Can you copy the lines from the one that contains "black trousers, the" through the end of the material below, exactly and with nothing else?

# start of EXTRACTED ENTRIES

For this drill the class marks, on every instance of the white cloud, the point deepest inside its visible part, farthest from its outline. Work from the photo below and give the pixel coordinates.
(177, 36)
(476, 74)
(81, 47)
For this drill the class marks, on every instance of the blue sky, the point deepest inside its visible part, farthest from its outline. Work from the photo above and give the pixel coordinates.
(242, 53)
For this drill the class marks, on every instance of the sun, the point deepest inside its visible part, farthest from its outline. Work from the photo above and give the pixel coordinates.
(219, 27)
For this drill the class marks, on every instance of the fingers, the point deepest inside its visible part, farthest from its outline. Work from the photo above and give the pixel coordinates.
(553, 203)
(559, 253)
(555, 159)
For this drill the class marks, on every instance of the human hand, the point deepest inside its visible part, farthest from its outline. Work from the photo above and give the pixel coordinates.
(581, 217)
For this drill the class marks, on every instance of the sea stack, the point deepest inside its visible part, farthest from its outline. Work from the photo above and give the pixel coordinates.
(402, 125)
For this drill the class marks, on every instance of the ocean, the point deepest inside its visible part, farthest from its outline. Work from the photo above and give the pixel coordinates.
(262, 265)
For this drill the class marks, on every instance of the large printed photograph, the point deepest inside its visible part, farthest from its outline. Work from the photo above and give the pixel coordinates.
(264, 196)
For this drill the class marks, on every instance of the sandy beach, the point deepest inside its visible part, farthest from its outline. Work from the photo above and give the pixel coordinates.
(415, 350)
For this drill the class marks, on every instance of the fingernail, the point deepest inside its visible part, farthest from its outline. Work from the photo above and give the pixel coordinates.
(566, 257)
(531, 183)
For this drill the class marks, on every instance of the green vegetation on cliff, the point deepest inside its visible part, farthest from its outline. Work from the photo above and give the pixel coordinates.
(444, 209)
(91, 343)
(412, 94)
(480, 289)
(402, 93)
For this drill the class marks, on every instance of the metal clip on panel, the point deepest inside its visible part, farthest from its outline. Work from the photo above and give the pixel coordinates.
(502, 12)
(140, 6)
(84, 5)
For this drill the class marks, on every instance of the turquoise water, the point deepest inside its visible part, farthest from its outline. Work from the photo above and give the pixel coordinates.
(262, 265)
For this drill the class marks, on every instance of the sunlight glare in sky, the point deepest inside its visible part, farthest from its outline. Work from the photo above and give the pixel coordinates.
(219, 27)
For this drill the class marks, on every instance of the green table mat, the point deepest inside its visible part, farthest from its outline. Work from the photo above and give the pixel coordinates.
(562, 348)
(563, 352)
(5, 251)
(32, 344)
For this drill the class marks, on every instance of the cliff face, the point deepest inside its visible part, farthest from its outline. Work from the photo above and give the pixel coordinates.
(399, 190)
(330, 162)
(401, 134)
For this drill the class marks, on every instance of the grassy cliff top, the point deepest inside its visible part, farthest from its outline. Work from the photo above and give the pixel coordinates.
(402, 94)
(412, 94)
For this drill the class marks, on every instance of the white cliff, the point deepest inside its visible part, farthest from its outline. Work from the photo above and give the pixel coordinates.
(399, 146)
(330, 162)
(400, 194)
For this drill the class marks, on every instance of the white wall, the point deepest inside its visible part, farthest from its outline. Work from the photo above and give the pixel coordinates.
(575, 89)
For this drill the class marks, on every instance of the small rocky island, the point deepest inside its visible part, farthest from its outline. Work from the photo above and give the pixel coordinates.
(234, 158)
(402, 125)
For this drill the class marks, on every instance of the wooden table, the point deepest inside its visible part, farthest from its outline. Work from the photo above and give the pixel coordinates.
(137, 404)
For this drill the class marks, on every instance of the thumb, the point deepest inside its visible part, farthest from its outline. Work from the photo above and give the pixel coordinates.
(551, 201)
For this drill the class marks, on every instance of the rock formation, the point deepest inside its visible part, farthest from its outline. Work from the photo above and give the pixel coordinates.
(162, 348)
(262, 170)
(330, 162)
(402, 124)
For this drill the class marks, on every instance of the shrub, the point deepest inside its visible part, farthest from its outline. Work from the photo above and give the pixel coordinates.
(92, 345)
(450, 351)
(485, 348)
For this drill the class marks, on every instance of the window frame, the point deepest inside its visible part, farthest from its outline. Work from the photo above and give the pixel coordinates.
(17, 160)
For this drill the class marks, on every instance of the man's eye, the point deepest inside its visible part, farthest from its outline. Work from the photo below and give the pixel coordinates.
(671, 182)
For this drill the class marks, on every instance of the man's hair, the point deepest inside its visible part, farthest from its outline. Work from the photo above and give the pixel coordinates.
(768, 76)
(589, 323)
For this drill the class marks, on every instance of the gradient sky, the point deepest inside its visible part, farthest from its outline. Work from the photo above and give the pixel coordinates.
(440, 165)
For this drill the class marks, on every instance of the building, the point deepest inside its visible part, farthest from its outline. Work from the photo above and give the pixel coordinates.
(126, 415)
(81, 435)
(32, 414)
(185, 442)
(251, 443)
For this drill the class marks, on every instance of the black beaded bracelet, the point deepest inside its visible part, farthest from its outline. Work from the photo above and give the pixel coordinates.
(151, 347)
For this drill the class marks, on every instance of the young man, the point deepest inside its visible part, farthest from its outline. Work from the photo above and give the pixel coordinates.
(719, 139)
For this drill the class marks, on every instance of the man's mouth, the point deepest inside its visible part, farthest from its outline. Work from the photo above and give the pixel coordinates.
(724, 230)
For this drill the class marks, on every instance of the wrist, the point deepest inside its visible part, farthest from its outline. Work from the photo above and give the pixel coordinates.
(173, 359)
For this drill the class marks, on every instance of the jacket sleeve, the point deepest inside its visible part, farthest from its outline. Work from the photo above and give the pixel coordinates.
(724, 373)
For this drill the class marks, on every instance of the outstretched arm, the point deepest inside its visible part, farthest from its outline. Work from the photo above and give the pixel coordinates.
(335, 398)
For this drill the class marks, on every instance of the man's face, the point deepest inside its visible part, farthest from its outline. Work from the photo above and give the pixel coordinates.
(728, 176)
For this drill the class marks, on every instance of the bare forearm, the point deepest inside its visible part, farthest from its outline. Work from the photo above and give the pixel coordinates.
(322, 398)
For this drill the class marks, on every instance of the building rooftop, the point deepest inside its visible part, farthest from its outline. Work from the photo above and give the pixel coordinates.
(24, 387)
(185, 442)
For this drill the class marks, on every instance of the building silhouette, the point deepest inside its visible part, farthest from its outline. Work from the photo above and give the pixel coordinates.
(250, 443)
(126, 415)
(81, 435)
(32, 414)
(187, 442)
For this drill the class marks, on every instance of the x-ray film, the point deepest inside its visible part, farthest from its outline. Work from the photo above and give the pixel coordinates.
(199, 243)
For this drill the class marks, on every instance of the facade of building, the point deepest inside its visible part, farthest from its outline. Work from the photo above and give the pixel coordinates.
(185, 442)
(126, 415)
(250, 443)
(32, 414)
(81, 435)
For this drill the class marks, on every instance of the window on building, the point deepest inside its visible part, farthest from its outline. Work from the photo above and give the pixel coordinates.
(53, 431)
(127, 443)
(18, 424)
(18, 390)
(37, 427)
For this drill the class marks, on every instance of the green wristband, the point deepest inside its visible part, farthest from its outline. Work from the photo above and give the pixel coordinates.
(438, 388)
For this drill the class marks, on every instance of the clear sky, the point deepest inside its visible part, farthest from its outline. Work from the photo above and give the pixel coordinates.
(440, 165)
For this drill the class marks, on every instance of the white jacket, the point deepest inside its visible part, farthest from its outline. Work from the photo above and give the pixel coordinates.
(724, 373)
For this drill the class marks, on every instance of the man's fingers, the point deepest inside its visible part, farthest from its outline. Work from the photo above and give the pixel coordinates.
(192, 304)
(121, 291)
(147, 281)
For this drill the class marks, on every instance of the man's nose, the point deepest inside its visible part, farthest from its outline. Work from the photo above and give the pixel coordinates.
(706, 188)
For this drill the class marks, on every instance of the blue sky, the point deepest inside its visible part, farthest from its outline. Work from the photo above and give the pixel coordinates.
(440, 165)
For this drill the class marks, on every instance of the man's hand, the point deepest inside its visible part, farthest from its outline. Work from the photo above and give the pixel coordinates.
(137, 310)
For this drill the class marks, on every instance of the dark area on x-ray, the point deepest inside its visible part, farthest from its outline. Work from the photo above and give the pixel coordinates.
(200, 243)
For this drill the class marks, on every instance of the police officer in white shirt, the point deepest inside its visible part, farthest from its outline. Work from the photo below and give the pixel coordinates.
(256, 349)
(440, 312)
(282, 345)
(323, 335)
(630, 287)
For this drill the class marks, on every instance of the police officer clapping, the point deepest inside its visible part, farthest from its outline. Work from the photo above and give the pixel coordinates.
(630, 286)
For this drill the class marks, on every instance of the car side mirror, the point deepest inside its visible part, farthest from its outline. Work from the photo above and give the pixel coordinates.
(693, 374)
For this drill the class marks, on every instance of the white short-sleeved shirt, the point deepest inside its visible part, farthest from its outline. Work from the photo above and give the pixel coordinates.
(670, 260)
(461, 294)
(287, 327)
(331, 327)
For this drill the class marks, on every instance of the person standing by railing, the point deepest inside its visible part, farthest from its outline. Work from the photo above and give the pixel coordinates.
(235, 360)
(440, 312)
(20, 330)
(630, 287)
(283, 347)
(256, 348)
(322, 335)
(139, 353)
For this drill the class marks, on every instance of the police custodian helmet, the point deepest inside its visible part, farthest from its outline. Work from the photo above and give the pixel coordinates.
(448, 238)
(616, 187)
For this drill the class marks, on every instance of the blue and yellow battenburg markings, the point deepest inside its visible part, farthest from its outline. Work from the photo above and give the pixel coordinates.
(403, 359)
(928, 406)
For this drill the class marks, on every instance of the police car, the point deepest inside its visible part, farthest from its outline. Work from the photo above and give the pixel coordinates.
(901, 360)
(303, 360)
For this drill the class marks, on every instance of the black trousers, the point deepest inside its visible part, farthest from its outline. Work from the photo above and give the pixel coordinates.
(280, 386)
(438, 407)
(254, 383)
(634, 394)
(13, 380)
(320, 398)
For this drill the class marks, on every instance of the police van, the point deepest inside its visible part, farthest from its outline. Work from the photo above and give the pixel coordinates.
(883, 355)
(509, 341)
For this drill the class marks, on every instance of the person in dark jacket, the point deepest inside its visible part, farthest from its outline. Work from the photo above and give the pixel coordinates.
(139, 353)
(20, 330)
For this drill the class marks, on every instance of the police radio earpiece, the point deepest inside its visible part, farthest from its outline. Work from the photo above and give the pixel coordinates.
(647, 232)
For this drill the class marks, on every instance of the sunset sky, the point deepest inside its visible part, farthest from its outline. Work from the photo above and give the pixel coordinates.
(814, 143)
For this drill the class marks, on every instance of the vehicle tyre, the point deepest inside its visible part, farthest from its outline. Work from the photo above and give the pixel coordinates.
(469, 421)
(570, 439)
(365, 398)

# end of EXTRACTED ENTRIES

▶ **REPLY TO THE TASK**:
For this drill the class marks, on every instance of the black trousers, the point deepest inside its visible part, farthest from its outline. Work from the photo above and give the pixel coordinates.
(280, 386)
(438, 407)
(254, 383)
(634, 394)
(13, 380)
(320, 398)
For this drill the class marks, on every instance of the police van, the point deepest inside its visible part, farthest from its outline. Work from the photo above and give the pixel coordinates.
(883, 355)
(509, 341)
For this drill the class marks, on every instance of the person in dark jacket, the point deepest inside its visible part, farthest from its outline. Work from the photo above and give the pixel coordinates.
(139, 353)
(20, 330)
For this drill the class marks, on every instance of the police radio earpiece, the point deepest inside its visible part, farthest from its outline. Work from the photo above and give the pixel coordinates.
(647, 232)
For this drill the class marks, on every instance of the sunset sky, the point deepest inside its visible part, farthest from its outline. Work from the photo above and give the pixel coordinates.
(814, 143)
For this drill the class marks, on every instance of the vehicle tyre, the point deepest inside its visible part, farthest from its outline. Work from the photo above and give the pixel coordinates.
(469, 421)
(570, 439)
(365, 398)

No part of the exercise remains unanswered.